*Instrucción 1:*
Según el texto sobre la frontera amazónica de Colombia, ¿qué papel asumió Jairo "Popéye" Marín a comienzos de este año?
*Instrucción 2:*
Por favor, continúa el texto sobre la frontera amazónica de Colombia a partir de su última oración.

─── Texto dado ───

AMÉRICAS

Colombia enfrenta Estados paralelos mientras guerrillas gobiernan las abandonadas tierras fronterizas del Amazonas

En el río San Miguel, donde el agua misma marca la frontera con Ecuador, un comandante guerrillero apodado Popéye empuja su lancha hacia una unidad de combatientes que lo espera. Vestido con camuflaje y botas de caucho, con el fusil colgado al hombro, carga no solo armas, sino también el peso de frágiles negociaciones. A medida que los cultivos de coca se expanden a niveles récord y Washington pierde la paciencia, el estrecho camino de paz de Colombia ahora pasa directamente por las disputadas y criminalizadas tierras fronterizas del Amazonas.

Un cruce fluvial, una fecha límite

El motor zumba sobre el agua lodosa mientras Jairo “Popéye” Marín, comandante de los Comandos de la Frontera, toma la corriente. A comienzos de este año, el guerrillero nacido en el Amazonas se convirtió en el principal negociador de su grupo, que se autodenomina una “organización guerrillera del siglo XXI” y domina las zonas cocaleras del extremo sur de Colombia.

─── Material proporcionado ───

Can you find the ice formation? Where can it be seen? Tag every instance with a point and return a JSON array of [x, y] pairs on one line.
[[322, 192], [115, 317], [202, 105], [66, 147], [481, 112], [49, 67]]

───

*Respuesta 1:*
Se convirtió en el principal negociador de su grupo, los Comandos de la Frontera.

*Respuesta 2:*
“Controlamos muchas cosas, sí, cosas que el Estado con sus fuerzas militares y policiales no puede hacer. Nosotros podemos hacerlo”, dijo Marín a TIME cerca de la frontera con Ecuador. Sus palabras reflejan la paradoja que enfrenta el presidente Gustavo Petro: el Estado se sienta a la mesa con quienes más se benefician de la economía de guerra.

El calendario es implacable. A Petro le queda menos de un año para asegurar acuerdos que complementen los diálogos de paz más amplios y respalden su estrategia antinarcóticos. Mientras tanto, el cultivo de coca se disparó a 625,000 acres en 2023, un máximo histórico. Estados Unidos ha amenazado con recortar la ayuda militar e incluso descertificar a Colombia por no cumplir las metas antidrogas, una medida que también pondría en riesgo préstamos internacionales. Como informó TIME, el camino hacia la desescalada puede requerir negociar, no simplemente combatir, con los grupos armados que controlan la movilidad, imparten justicia y gravan el comercio en las fronteras amazónicas.

Estados paralelos en el Amazonas

El conflicto colombiano ha perdido su antigua piel ideológica. Lo que comenzó en los años 60 como una insurgencia marxista se ha convertido en un mosaico de empresas criminales dirigidas por excombatientes de las FARC, remanentes paramilitares, exsoldados y nuevos reclutas —muchos provenientes de comunidades indígenas en busca de seguridad y un ingreso estable—.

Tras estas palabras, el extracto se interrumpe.